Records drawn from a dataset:
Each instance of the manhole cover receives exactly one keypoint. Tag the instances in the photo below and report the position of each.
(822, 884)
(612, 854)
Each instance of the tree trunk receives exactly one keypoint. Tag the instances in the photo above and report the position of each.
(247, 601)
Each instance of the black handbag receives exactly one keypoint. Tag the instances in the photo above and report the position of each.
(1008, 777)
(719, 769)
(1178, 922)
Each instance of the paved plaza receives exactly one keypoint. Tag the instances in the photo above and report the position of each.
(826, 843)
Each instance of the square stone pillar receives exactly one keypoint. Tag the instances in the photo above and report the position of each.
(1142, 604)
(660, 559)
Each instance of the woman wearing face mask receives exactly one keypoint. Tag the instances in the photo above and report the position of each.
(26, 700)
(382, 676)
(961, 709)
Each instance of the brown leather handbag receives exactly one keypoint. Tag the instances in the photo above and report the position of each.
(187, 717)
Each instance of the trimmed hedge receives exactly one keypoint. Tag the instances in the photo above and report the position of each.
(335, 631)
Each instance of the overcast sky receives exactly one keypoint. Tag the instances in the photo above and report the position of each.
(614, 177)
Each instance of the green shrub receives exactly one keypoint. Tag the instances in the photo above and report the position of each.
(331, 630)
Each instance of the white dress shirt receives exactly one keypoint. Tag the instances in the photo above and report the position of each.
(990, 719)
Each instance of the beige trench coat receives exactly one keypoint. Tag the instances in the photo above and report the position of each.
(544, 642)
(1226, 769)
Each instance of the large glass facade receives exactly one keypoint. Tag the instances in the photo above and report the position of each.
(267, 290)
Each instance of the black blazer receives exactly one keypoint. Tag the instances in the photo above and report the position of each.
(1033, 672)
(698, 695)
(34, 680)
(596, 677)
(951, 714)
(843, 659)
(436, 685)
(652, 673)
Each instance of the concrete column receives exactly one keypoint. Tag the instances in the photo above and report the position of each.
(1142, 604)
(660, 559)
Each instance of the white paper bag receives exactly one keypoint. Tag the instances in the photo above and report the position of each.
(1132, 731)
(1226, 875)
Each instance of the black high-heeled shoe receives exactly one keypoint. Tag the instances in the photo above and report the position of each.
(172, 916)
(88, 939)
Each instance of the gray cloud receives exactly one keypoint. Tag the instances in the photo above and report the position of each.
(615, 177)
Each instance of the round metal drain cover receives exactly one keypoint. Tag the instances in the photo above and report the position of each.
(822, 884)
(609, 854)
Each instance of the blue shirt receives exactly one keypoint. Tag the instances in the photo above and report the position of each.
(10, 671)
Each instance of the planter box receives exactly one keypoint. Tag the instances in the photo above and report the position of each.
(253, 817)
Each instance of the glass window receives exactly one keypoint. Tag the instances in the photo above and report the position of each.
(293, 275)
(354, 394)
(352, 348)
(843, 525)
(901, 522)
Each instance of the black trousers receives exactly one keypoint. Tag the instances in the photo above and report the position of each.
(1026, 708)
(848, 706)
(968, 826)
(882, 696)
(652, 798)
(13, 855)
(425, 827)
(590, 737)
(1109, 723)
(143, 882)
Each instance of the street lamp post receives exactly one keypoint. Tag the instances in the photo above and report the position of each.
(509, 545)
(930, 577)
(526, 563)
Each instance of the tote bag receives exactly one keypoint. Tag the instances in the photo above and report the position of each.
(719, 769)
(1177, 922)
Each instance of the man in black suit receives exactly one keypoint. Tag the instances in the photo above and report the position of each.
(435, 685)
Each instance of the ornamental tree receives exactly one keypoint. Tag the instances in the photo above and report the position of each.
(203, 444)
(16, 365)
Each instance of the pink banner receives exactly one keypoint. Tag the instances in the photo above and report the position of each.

▶ What is expected
Retype the records above exactly, so that no line differs from its source.

▶ Answer section
Each instance of the manhole cover receives exactly one keypoint. Tag the instances in the photo below and report the position of each.
(822, 884)
(612, 854)
Each instance of the tree trunk receives exactly one keypoint. Tag the instances in the photo above and report the position of each.
(247, 601)
Each instance of the black handbag receives exactly one keypoint. Tag the instances in the photo above and report the position of each.
(1008, 777)
(719, 769)
(1178, 922)
Each instance of the paved plaza receives exactly one keypoint. Tag the instances in the photo above and report the position of each.
(826, 843)
Each instance of the square stone pillar receives exactly one keypoint. Tag the instances in the photo above and report the position of each.
(1142, 604)
(660, 559)
Each instance of the woman wearing face mask receives exactly one keypoint. Tag the instances in the photo above and report the position of each.
(26, 700)
(382, 676)
(961, 709)
Each instance of the brown leather handbag receives exactly one keypoint. Tag the instances in the photo above and report the position of each.
(187, 717)
Each instance of the trimmed hedge receives exactly one keypoint. Tag the instances in the photo above and report the position of each.
(335, 631)
Each instance of the overcast sky receives exactly one keypoint. Tag the instances in the photo above and report the position of each.
(614, 177)
Each instance of the green shrub receives exactly one keypoint. Tag the instances in the photo above and report the position of each.
(331, 630)
Each instance of the white dress shirt receives exactly one keypoint. Tag the instances in the photo above and report the position of each.
(990, 719)
Each instance of the beige trench coat receives exactly one keypoint. Tag the instances in the photo above and report the position of each.
(544, 642)
(1226, 769)
Each instance of the large glass facade receives exactly one keypoint. Tag the instances in the photo above and report the position of each.
(267, 290)
Each instance of the black blazer receives exactly one keypoint. Tag the instances in the photo above and report the position of each.
(1033, 672)
(698, 695)
(34, 680)
(596, 677)
(951, 714)
(843, 659)
(436, 685)
(652, 673)
Each instance of the concrete column receives exactly one keypoint. Tag the instances in the photo above and report the position of each.
(1142, 604)
(660, 559)
Each instance of the white paper bag receives exactly one keypoint. Tag the instances in the photo above and report the position of each.
(1132, 731)
(1226, 875)
Each instance of the black high-heeled shoe receives exactly one keypoint. Tag the instances in the photo above and report the position of each.
(172, 916)
(88, 939)
Each instance of the gray cloud receives exactly one keypoint. Tag the instances in the photo above and report the position of each.
(615, 177)
Each instance of the round metal drain cover receives exactly one keypoint. Tag the instances in the photo above and report the position of each.
(822, 884)
(609, 854)
Each instance of the blue shirt receives exactly one keypoint. Tag the instances in the photo above and report the position of each.
(10, 671)
Each instance of the planter box receives exactly one keypoint. Tag the instances in the photo above and report the position of each.
(253, 817)
Each instance of the glass window receives exactly one keypoint. Tag the instances in the photo above and report the position of each.
(293, 275)
(354, 394)
(352, 348)
(843, 525)
(901, 522)
Each instance of the black trousers receives exactly one keypoint. Tag the instances in the photo above and report the position of each.
(1026, 708)
(848, 706)
(968, 826)
(882, 696)
(652, 798)
(13, 855)
(425, 827)
(590, 737)
(1109, 723)
(143, 882)
Each instance of the street lamp post receives exactly one keypoint. Tag the instances in the photo above and report the position of each.
(509, 545)
(930, 577)
(526, 563)
Each instance of the tote bag receives exactly one keypoint. Tag the instances in the photo above and report the position of each.
(719, 769)
(1177, 922)
Each instance of the man in black suit receives exactly one keypoint. Tag the instances in the photo above and report the position of each.
(435, 685)
Each instance of the ornamental tree receives exactly one keypoint. Tag the instances in the photo above and report the position of each.
(203, 444)
(16, 365)
Each instance of the pink banner receives exactly one keypoint. Tag the instances in the photo above and report the position of each.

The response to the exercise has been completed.